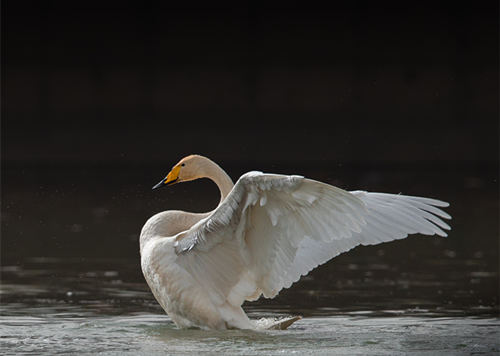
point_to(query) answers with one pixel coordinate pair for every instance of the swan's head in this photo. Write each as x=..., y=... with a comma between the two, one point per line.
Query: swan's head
x=188, y=168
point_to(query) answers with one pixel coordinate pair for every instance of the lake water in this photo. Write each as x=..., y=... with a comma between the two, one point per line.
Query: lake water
x=71, y=280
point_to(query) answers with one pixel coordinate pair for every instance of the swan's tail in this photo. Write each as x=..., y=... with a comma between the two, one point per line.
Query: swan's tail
x=276, y=324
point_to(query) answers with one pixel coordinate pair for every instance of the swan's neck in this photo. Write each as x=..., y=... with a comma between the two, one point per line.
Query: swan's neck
x=212, y=171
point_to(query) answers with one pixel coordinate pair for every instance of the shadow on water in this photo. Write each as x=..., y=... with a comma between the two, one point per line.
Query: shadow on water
x=71, y=279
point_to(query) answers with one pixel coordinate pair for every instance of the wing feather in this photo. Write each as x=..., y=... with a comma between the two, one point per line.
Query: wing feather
x=272, y=229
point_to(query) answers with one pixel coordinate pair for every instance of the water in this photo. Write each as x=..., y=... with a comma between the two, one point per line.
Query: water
x=71, y=280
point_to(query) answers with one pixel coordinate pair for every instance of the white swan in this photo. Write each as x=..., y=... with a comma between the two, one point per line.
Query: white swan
x=267, y=231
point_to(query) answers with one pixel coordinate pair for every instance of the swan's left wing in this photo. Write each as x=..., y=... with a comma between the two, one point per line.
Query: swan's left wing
x=271, y=229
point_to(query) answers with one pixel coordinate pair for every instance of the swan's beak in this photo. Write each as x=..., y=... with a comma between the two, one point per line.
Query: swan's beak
x=172, y=178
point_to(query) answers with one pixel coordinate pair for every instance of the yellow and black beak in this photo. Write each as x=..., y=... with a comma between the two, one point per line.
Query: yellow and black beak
x=172, y=178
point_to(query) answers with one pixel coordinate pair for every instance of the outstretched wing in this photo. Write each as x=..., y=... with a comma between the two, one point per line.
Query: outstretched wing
x=272, y=229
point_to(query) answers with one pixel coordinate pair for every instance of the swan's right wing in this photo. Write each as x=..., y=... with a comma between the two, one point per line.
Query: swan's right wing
x=272, y=229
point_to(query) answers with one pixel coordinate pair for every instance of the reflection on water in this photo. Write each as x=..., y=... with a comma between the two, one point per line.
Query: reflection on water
x=71, y=306
x=71, y=280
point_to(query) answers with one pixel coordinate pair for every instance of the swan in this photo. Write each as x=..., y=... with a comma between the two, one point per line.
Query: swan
x=267, y=231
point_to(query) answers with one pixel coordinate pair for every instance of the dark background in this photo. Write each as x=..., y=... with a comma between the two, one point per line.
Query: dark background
x=100, y=99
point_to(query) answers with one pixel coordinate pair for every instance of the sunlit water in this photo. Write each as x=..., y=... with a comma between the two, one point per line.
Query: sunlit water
x=85, y=295
x=77, y=310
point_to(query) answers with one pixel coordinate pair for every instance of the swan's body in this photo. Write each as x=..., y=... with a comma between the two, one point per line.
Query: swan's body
x=267, y=231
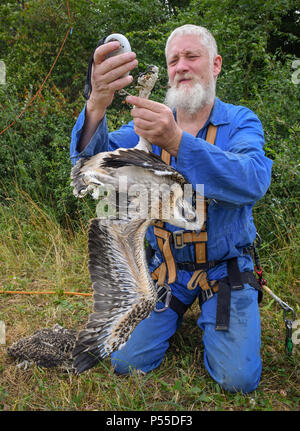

**ASSIGNMENT**
Within the listing above, extract exactly the lines from the line with "the swan's left" to the line with "of the yellow", the two named lines included, and no others.

**TASK SOLUTION**
point_to(query) answers with one pixel coordinate pair for every instance of the swan's left wing in this photo. Write each as x=..., y=... with a comma between the two, one point per line.
Query: swan's left wing
x=271, y=229
point_to(query) answers with one pixel coordinate pair for every instance of the swan's beak in this photo. Write each as x=..., y=... with a comma between the two, one point per line.
Query: swan's beak
x=172, y=178
point_to(query) answers with one pixel coordinate pair for every instance of the yellow and black beak in this photo. Write each as x=..., y=... with a comma between the two, one point per line.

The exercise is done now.